EXERCISE TASK - From the line containing "Could you point out the potted" down to the last line of the material, return those lines verbatim and only those.

THE RECORDS -
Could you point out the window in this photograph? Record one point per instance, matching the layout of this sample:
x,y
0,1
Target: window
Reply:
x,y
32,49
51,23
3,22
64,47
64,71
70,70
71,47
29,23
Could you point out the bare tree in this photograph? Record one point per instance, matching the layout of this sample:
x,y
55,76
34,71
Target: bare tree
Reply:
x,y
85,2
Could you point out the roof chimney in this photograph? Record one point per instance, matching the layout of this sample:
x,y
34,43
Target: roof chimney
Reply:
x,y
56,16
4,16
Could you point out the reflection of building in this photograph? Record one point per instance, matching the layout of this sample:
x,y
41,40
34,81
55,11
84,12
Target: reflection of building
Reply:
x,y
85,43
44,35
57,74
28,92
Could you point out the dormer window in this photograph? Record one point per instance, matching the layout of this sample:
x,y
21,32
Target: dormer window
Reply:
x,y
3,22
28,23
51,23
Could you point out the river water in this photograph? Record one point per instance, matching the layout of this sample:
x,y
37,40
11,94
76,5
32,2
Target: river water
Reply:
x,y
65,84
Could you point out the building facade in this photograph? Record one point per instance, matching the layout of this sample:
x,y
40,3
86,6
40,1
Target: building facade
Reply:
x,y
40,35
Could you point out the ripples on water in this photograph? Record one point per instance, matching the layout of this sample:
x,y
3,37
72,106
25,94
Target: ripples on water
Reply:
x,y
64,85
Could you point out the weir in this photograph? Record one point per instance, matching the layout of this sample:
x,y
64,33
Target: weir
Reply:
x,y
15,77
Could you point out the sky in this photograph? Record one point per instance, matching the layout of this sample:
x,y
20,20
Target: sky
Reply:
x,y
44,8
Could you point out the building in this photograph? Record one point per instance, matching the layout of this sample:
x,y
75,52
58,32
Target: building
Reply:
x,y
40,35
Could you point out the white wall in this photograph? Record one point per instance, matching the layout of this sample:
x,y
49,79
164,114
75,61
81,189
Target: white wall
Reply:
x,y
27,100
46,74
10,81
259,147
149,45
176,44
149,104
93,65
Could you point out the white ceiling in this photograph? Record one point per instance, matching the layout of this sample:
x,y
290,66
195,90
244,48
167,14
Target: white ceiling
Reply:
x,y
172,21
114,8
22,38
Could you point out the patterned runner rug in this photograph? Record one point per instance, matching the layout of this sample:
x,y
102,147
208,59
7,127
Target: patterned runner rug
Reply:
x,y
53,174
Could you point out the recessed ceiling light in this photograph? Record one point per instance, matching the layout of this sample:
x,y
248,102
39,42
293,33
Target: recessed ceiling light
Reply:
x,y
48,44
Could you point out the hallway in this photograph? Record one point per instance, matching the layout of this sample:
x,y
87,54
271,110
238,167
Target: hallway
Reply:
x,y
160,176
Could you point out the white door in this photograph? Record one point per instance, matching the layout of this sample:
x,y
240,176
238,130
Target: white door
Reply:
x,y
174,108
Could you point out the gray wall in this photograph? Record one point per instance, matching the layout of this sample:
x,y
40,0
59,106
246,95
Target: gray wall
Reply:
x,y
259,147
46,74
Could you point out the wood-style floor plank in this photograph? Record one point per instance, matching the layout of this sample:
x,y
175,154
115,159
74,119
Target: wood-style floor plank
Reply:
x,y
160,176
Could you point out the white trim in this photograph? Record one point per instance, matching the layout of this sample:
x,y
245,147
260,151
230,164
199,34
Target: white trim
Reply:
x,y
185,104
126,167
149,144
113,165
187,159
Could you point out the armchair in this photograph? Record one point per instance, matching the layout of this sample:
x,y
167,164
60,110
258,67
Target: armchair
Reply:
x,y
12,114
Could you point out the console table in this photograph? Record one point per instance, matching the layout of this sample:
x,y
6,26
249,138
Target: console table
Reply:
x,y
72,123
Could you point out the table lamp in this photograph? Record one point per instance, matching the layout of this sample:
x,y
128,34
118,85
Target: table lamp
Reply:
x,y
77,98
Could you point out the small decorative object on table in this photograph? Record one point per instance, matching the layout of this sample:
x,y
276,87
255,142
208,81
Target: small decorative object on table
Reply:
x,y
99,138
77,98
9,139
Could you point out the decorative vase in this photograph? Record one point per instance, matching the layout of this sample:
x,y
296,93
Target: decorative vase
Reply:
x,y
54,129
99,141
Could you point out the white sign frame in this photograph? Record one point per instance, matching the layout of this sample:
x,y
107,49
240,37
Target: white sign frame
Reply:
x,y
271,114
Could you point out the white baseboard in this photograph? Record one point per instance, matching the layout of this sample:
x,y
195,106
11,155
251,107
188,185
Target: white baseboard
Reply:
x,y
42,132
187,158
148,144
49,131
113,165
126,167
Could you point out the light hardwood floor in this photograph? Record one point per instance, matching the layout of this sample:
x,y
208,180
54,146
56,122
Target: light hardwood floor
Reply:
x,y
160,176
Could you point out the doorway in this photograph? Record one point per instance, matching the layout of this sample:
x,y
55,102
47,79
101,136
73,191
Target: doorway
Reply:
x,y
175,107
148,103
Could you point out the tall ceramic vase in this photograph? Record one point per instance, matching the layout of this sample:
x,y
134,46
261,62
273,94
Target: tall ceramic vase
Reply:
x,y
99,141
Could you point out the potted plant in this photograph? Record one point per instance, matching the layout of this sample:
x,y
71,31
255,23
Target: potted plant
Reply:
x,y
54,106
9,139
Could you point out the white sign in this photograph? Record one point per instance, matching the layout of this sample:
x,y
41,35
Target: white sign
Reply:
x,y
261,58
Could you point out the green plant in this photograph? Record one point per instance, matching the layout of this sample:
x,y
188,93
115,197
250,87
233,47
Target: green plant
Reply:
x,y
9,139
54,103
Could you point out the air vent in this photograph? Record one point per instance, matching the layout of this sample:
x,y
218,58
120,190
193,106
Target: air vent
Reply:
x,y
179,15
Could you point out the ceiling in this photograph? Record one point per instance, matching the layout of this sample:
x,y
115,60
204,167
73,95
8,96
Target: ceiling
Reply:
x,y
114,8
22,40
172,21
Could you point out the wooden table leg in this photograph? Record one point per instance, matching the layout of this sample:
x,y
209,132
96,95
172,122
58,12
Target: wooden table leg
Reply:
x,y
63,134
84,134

WORKED SOLUTION -
Could you point out the potted plant in this photograph? Record one point per instance, matching the layout of this sample:
x,y
71,31
255,23
Target: potted plant
Reply:
x,y
54,106
9,139
Could you point out the white sign in this photograph? Record one point per instance, matching the layout of this sample:
x,y
41,35
Target: white sign
Reply:
x,y
261,58
Could you point out the green plant in this photograph? Record one point per instance, matching the layout of this sample:
x,y
188,93
115,197
250,87
233,47
Target: green plant
Reply:
x,y
9,139
54,103
Could you point out the air vent in this photograph? Record one point per instance, matching the layout of this sample:
x,y
218,58
120,190
193,106
Target: air vent
Reply:
x,y
179,15
Could you point out the ceiling in this photograph? Record one point per instance, matching the layout of this sample:
x,y
115,60
204,167
73,95
8,96
Target: ceiling
Reply:
x,y
114,8
22,40
172,21
Could you point out the wooden table leg in this photograph? Record one point per instance, matching the layout of this sample:
x,y
209,132
96,95
172,122
58,12
Target: wooden table leg
Reply:
x,y
63,134
84,134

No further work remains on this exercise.